Provided data >>
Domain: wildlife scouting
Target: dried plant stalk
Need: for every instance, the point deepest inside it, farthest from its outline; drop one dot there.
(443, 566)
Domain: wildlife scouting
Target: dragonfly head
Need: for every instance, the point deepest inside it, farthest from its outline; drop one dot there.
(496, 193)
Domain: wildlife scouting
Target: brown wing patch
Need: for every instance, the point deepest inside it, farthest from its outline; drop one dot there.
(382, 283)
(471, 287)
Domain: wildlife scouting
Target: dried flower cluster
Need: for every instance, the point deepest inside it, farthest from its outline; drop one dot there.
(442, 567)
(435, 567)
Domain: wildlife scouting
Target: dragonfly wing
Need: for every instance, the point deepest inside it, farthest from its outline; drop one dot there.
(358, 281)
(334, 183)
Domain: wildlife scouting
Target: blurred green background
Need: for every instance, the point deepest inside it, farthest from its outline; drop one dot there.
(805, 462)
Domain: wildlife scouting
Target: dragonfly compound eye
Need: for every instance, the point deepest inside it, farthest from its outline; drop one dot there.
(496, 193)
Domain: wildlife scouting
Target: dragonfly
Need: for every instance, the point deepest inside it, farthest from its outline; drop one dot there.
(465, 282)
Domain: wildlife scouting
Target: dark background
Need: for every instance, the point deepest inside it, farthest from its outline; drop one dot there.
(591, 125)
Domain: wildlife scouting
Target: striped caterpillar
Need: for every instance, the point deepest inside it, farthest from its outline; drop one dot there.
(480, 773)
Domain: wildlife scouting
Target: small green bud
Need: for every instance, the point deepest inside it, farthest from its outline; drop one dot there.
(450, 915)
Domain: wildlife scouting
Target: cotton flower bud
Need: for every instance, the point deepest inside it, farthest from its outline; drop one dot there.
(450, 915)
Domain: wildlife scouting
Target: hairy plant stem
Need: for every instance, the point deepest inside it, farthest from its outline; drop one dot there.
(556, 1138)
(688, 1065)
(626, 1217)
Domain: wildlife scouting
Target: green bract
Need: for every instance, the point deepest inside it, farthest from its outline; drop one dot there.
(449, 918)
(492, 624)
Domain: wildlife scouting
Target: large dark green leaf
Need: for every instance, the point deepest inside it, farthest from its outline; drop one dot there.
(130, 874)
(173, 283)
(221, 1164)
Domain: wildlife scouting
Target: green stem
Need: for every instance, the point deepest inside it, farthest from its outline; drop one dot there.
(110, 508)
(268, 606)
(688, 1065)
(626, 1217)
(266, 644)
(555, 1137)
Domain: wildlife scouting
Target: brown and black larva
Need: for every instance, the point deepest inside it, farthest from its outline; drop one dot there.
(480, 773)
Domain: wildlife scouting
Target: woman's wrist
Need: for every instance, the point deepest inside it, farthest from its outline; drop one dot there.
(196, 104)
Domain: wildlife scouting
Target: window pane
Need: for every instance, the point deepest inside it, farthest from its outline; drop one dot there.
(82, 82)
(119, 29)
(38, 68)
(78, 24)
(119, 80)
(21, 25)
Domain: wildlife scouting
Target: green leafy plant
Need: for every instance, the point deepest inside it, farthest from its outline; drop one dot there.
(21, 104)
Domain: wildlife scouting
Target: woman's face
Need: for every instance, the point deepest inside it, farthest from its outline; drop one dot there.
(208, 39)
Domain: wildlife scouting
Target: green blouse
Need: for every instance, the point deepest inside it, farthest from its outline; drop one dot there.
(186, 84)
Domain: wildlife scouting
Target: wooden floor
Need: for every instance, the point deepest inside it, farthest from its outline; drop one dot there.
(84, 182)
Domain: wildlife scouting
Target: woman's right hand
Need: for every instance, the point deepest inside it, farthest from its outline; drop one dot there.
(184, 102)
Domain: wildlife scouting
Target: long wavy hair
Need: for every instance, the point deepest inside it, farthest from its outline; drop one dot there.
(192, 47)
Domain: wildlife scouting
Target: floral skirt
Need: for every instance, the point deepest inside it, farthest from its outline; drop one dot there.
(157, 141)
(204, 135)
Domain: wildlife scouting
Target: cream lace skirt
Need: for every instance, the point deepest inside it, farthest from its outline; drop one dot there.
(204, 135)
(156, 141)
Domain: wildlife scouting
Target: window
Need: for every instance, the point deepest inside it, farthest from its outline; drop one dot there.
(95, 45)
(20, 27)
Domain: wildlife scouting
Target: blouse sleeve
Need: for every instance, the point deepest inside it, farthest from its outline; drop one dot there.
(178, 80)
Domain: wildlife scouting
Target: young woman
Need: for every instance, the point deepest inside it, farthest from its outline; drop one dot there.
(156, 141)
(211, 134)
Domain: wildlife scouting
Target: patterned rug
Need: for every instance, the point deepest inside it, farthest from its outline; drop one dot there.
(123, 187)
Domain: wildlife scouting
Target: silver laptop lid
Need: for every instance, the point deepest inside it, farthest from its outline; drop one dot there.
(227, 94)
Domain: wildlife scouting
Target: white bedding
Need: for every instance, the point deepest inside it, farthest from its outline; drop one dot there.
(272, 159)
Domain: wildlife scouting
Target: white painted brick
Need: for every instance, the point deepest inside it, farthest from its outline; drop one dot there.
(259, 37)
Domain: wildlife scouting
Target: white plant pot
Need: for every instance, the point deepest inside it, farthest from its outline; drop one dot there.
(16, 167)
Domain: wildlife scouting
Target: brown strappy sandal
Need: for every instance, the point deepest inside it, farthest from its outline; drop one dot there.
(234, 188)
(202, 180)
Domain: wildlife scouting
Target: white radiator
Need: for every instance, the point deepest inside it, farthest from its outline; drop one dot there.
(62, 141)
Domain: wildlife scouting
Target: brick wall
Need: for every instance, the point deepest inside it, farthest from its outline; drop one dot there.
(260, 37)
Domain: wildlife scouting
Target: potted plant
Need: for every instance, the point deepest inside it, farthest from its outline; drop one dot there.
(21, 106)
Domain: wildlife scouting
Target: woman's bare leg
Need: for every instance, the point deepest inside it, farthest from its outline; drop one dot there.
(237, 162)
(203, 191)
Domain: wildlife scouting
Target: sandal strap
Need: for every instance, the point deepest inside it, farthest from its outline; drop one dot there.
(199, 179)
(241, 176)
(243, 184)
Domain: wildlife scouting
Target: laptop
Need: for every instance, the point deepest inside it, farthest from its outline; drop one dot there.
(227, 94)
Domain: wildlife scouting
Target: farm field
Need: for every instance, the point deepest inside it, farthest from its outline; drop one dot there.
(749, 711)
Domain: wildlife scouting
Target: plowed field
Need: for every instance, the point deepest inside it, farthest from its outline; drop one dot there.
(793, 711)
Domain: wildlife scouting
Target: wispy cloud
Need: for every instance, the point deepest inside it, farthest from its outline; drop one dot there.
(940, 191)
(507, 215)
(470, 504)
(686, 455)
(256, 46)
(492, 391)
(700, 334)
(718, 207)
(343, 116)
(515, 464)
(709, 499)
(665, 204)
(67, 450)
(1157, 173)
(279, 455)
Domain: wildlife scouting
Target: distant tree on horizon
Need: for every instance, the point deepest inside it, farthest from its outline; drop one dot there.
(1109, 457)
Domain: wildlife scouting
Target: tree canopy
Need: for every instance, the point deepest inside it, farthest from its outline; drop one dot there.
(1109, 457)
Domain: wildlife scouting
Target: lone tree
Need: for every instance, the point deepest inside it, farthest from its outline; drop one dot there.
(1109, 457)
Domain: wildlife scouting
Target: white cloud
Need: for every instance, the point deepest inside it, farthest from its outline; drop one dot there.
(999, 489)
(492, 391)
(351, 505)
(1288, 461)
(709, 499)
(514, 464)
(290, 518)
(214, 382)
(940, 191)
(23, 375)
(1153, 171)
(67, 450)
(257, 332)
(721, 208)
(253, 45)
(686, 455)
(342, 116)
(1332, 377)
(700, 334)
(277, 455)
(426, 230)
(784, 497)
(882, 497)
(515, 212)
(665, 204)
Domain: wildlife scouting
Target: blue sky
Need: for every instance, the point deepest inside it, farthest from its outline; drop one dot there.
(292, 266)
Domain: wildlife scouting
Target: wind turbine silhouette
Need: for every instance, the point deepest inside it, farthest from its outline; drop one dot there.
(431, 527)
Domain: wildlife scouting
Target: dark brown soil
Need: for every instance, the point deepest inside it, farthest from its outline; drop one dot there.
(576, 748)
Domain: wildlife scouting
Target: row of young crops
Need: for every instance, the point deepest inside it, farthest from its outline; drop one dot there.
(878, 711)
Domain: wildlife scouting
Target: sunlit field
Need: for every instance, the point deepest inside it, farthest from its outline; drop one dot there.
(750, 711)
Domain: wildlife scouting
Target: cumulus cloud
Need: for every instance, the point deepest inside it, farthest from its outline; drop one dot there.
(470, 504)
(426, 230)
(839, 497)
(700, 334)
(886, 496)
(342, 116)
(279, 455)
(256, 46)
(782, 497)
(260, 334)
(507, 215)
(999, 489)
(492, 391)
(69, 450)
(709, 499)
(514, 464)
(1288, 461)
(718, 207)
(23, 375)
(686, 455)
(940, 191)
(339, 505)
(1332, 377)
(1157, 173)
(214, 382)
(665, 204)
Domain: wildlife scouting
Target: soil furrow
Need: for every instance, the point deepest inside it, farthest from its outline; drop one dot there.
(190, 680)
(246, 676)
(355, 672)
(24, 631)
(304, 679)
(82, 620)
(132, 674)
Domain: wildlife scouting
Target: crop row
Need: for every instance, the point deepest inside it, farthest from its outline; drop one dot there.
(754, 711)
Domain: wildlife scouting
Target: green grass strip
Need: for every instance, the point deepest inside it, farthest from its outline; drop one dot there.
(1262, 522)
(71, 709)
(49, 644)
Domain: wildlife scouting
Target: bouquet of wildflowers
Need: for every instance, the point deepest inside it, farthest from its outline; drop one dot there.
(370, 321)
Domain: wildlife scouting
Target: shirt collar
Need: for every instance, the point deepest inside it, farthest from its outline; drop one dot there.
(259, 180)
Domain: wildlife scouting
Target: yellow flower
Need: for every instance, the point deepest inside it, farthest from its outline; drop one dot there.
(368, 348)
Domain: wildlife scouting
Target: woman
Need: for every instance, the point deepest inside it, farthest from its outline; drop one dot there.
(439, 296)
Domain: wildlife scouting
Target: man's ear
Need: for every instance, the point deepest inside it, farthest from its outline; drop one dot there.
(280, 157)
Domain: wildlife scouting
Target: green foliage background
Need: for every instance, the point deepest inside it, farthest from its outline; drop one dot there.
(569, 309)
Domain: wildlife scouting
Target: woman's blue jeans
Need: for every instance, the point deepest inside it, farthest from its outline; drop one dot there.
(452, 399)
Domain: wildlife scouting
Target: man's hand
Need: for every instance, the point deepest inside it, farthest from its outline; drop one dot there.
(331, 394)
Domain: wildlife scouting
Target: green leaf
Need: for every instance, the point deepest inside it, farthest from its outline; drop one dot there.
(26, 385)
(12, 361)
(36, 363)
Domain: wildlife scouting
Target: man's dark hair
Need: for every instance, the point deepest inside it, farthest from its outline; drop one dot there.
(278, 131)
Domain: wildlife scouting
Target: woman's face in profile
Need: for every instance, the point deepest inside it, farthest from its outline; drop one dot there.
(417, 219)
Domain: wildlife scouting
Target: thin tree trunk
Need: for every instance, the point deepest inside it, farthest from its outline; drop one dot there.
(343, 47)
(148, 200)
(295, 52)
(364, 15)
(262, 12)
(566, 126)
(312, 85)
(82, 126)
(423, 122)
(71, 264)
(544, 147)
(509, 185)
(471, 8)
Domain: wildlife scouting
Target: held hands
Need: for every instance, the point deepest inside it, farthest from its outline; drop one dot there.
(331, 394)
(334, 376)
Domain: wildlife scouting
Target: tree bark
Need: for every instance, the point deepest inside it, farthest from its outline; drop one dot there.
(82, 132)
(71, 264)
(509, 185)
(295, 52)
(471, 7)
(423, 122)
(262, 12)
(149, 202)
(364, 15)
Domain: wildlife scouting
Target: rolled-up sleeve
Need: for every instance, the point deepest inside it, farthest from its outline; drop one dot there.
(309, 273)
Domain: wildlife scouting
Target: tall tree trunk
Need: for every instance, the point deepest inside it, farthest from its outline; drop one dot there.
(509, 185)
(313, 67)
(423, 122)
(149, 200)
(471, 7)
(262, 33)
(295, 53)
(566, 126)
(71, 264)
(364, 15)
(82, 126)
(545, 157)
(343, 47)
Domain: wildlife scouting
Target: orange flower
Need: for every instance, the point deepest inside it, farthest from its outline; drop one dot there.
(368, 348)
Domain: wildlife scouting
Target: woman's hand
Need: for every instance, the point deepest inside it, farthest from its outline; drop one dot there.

Your objective >> Count the lines of the listing above that contain the string "dragonfly", matching case exactly. Reply with the number alone.

Exercise response >> 4